◆ Given exercise ◆
Filter the records below, copying out in full every line that contains the string "window". Case counts.

◆ Records supplied ◆
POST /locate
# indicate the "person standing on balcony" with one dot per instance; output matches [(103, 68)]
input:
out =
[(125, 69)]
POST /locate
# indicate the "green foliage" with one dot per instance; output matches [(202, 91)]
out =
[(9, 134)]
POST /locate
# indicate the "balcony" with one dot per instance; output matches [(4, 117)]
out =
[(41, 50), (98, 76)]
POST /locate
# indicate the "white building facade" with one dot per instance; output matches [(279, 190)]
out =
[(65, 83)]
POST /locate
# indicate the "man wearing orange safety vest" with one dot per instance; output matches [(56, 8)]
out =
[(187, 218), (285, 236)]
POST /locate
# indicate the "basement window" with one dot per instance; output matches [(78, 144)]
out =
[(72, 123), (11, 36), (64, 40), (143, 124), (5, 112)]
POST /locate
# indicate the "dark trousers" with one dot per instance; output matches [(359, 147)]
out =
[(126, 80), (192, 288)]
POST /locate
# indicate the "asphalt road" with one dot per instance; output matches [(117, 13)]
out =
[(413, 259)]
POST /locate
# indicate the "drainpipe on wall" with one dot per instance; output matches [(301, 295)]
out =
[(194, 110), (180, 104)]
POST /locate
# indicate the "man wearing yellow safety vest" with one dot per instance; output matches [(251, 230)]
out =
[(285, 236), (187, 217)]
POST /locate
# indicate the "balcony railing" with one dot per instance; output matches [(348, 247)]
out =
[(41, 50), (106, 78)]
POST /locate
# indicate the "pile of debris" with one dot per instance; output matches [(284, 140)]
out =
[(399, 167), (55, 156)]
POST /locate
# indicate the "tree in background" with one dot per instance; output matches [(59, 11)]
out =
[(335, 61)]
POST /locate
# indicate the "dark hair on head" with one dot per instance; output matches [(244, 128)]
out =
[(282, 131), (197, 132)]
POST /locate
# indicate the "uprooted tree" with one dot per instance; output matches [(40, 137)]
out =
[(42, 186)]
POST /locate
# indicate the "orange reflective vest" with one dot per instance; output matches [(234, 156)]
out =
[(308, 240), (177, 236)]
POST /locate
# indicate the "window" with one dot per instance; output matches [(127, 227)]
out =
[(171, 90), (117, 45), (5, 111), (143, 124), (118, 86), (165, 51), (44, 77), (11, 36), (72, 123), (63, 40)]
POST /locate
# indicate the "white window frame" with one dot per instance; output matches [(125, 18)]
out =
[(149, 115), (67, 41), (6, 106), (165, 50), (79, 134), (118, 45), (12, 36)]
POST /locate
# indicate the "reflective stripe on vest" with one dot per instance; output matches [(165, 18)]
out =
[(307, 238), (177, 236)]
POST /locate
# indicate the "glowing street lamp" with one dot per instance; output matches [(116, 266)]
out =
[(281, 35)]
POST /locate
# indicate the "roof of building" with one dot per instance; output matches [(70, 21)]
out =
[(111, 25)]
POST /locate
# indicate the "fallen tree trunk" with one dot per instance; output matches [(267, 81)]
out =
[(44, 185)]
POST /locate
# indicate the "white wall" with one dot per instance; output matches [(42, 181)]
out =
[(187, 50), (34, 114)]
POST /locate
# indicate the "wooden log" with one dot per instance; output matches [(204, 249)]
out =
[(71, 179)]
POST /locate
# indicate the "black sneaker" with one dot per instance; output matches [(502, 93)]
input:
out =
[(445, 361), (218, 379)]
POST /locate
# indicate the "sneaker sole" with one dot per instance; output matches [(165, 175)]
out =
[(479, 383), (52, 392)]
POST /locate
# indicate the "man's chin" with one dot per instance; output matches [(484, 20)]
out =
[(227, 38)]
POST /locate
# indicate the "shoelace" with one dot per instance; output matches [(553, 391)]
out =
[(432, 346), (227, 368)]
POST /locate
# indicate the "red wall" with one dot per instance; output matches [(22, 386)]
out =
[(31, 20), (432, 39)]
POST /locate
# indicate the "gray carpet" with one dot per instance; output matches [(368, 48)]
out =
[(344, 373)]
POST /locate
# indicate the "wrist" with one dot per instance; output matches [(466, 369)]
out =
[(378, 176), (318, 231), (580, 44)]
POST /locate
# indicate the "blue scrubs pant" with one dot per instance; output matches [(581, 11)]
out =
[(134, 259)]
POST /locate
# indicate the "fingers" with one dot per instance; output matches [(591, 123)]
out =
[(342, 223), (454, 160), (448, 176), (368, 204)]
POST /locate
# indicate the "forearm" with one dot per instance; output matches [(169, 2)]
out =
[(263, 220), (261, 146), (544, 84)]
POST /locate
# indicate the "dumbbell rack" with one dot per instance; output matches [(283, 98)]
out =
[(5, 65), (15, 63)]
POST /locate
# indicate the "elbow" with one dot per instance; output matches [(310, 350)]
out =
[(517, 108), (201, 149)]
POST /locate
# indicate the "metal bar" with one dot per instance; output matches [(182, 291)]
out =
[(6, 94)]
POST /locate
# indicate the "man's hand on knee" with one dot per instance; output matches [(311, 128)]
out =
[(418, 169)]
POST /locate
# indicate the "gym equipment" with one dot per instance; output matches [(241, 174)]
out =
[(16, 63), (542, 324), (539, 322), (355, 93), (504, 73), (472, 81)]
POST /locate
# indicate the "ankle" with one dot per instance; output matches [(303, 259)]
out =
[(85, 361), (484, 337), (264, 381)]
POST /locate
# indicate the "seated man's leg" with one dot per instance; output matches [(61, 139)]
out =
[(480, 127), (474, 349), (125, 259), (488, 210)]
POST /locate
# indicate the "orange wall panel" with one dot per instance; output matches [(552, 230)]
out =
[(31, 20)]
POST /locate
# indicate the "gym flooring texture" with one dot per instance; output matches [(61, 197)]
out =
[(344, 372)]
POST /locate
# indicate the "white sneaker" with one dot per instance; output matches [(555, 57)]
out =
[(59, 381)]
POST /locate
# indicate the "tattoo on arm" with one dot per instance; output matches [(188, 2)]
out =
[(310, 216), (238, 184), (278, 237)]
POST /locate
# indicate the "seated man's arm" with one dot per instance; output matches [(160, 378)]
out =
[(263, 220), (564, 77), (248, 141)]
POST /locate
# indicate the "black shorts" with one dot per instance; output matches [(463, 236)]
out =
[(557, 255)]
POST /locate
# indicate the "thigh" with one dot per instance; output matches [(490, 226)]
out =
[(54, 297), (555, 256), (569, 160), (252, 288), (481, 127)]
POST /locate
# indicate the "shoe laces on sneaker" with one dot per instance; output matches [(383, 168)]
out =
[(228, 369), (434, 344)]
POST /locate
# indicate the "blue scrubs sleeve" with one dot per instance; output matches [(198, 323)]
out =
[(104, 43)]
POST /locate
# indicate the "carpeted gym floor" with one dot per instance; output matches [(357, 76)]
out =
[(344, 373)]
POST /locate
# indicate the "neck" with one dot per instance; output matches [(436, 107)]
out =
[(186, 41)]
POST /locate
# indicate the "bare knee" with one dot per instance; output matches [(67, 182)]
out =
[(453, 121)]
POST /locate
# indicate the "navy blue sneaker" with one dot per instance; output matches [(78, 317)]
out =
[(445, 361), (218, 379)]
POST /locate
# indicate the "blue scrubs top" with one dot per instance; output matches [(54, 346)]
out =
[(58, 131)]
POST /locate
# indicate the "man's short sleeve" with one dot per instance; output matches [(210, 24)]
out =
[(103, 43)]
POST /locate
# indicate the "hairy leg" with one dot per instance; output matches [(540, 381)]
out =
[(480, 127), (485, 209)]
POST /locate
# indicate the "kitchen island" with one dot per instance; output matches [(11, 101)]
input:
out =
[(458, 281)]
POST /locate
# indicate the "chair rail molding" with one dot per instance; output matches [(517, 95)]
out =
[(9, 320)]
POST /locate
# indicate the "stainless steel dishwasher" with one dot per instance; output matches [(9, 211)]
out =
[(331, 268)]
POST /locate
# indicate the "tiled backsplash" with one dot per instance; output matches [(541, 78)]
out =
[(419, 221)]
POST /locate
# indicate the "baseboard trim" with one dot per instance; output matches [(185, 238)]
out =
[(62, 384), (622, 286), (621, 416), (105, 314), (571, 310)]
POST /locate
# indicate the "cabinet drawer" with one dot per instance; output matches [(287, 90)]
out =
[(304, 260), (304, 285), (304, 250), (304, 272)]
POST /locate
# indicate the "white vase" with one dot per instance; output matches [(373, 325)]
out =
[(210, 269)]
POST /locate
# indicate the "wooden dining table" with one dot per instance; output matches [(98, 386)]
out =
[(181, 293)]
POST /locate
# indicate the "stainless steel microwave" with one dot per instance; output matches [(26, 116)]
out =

◆ Worked solution ◆
# indicate the "basement window" with one dot per instance; output matches [(78, 144)]
# indicate the "window" with one dot per instance; output matches [(127, 227)]
# indicate the "white window frame" with one dot per instance; output matches [(125, 18)]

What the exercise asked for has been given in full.